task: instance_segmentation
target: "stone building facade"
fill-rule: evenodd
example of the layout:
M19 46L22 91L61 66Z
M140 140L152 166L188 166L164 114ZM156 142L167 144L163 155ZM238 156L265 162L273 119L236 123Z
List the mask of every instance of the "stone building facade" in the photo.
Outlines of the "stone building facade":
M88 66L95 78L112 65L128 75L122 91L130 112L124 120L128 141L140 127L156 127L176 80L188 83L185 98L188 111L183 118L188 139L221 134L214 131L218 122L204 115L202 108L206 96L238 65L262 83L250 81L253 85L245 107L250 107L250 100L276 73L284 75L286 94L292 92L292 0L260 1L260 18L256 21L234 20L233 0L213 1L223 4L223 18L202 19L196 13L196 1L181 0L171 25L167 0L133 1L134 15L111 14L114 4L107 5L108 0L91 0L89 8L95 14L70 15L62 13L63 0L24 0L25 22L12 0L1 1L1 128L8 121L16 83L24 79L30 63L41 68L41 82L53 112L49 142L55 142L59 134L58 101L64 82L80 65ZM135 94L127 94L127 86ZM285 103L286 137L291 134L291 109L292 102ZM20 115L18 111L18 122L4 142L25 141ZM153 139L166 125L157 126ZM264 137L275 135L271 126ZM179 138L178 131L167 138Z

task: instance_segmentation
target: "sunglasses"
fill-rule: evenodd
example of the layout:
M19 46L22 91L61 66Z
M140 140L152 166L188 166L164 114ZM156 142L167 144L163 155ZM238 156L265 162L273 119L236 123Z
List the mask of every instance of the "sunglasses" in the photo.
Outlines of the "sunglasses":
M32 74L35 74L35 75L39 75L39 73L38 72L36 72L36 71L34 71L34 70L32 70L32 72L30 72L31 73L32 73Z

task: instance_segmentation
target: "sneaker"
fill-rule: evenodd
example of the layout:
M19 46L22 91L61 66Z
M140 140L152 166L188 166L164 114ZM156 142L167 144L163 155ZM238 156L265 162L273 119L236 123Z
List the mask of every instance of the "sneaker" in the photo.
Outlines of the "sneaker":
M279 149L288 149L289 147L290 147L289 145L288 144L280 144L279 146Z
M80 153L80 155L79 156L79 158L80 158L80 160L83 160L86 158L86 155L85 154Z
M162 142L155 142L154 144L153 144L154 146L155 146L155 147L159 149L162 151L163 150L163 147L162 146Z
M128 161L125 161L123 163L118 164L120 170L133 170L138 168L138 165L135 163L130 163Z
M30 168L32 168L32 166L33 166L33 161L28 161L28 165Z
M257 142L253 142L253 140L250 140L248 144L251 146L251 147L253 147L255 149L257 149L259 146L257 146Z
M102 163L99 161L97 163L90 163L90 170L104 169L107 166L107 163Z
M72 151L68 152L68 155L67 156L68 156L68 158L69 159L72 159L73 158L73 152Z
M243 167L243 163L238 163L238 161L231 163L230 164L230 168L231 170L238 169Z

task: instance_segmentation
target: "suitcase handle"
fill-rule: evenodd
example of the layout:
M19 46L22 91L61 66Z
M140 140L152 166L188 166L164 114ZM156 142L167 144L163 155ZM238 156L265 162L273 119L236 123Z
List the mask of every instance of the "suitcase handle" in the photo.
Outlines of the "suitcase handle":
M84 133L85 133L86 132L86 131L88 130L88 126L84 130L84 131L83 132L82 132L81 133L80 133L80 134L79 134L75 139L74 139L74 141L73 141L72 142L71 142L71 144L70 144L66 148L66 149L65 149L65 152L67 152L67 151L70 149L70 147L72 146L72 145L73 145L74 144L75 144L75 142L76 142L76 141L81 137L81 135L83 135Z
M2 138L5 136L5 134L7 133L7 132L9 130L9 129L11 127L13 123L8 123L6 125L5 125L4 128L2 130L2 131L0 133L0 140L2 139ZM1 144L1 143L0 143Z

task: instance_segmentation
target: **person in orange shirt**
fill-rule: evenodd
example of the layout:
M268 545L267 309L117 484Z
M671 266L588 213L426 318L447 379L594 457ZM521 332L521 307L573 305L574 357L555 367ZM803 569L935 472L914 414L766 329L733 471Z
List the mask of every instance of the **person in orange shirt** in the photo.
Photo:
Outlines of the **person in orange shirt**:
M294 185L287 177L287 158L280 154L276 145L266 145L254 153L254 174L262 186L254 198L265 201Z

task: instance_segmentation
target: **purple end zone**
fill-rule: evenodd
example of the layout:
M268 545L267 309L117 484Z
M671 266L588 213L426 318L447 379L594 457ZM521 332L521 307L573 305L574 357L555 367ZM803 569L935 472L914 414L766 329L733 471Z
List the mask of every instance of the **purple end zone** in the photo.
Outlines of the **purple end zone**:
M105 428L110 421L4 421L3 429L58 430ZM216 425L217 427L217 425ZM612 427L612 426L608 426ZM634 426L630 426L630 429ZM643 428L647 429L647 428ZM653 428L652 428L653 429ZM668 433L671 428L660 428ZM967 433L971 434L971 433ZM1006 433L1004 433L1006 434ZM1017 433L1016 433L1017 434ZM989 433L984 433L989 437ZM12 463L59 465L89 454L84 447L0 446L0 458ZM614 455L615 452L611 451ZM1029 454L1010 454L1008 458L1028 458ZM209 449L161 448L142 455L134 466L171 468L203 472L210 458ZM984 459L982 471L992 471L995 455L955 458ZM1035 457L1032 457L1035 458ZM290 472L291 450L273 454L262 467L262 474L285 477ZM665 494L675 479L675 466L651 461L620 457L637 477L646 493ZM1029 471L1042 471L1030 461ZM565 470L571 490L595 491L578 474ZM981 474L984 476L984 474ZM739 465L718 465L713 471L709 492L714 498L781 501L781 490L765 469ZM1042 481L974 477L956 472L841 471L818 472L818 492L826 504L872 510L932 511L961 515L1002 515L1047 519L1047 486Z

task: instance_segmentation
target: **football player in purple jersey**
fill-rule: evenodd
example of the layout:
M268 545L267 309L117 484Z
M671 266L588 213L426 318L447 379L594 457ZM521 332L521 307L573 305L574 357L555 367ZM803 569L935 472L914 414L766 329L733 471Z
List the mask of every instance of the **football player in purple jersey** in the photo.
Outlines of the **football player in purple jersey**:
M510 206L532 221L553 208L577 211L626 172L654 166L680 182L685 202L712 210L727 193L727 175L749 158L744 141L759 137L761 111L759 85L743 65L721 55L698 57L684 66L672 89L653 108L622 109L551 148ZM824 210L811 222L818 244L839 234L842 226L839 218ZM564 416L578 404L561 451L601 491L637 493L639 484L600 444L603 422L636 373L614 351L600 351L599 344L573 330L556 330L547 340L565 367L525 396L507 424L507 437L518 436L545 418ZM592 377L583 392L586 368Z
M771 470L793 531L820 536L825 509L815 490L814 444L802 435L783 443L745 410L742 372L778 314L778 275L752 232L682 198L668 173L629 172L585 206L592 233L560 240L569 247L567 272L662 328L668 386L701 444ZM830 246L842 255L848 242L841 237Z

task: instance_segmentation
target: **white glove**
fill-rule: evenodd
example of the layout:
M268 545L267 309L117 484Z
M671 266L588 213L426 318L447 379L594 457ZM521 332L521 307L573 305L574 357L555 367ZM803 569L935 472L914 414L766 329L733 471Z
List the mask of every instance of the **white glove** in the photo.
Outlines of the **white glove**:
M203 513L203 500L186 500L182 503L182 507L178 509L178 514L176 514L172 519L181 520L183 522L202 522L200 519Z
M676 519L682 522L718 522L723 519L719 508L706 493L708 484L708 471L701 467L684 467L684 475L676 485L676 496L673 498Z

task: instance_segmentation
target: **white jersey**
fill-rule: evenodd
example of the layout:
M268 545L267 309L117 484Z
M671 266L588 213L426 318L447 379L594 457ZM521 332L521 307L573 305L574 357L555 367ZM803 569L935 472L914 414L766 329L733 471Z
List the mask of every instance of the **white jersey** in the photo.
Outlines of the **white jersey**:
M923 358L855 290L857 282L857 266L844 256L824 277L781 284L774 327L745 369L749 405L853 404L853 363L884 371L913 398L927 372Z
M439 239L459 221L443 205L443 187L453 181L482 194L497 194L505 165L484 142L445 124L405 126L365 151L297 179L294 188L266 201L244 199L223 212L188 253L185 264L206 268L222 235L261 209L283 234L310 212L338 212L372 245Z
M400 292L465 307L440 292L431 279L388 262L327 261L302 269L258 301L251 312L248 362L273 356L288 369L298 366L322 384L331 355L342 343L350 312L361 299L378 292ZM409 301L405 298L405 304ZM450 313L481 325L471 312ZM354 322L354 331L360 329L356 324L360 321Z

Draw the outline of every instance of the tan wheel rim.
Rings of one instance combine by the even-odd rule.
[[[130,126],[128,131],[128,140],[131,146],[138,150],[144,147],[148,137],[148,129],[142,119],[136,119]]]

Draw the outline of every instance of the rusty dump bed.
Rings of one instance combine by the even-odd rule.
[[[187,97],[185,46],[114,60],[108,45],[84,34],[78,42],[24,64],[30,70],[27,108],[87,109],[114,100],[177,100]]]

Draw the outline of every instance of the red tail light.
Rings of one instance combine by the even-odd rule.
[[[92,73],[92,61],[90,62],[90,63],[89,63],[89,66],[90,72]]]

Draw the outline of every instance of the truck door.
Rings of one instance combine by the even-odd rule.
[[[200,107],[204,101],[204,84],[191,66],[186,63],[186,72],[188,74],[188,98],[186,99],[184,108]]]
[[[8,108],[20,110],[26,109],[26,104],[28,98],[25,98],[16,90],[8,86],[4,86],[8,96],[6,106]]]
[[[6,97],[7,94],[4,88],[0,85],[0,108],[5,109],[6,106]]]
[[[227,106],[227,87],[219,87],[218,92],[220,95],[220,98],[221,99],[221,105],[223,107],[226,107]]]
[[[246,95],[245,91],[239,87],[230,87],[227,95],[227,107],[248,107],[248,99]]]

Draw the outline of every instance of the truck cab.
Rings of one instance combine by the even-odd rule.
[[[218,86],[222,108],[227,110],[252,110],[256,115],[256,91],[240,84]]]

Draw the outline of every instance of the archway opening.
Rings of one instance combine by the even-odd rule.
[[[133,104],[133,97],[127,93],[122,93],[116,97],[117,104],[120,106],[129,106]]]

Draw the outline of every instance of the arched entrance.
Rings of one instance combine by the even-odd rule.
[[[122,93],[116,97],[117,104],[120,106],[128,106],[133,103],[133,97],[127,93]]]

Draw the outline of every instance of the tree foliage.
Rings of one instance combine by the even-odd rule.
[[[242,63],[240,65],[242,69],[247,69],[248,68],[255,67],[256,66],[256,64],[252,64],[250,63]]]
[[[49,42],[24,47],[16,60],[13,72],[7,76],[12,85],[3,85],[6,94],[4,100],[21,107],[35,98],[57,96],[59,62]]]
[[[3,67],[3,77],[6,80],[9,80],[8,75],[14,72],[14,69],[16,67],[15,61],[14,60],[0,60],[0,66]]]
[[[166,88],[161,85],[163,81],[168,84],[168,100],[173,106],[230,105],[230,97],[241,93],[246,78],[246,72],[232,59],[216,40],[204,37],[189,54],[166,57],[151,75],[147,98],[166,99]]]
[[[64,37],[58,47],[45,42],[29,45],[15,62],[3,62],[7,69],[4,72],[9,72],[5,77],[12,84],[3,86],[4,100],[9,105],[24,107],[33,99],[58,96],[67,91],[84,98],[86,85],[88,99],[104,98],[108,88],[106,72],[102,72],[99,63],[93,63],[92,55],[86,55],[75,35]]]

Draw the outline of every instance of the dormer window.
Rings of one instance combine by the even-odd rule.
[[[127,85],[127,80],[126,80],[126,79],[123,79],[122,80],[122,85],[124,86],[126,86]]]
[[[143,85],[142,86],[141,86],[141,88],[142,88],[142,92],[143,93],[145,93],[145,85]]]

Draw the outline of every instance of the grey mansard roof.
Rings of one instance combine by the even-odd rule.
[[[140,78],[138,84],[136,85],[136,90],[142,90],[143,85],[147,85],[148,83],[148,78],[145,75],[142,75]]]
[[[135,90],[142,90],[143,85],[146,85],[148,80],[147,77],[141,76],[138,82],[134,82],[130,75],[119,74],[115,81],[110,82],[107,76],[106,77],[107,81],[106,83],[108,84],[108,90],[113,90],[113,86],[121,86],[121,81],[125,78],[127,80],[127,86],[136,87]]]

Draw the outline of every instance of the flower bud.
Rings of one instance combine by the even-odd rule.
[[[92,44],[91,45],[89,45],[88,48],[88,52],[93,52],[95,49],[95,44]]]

→ **TASK REQUIREMENTS**
Repeat everything from the line containing "Draw the outline of every instance of the dormer" down to the end of the material, with both ends included and each line unchanged.

→ **ANSWER FOR THIS EXERCISE**
Draw the outline of every instance of the dormer window.
Rings of one instance combine by the even-odd rule.
[[[127,85],[127,80],[126,80],[126,79],[123,79],[122,80],[122,85],[124,86],[126,86]]]
[[[143,85],[142,86],[141,86],[141,88],[142,88],[142,92],[143,93],[145,93],[145,85]]]

Draw the outline of every instance of the grey mansard roof.
Rings of one instance combine by the even-odd rule.
[[[140,78],[138,84],[136,85],[136,90],[142,90],[143,85],[147,85],[148,83],[148,78],[145,75],[142,75]]]
[[[135,90],[142,90],[143,85],[146,85],[148,80],[147,77],[141,76],[138,82],[134,82],[130,75],[119,74],[115,81],[110,82],[107,76],[106,77],[107,81],[106,83],[108,84],[108,90],[113,90],[113,86],[121,86],[121,81],[125,78],[127,80],[127,86],[136,87]]]

Draw the outline of every instance of the flower bud.
Rings of one instance combine by the even-odd rule.
[[[92,44],[91,45],[89,45],[88,48],[88,52],[93,52],[95,49],[95,44]]]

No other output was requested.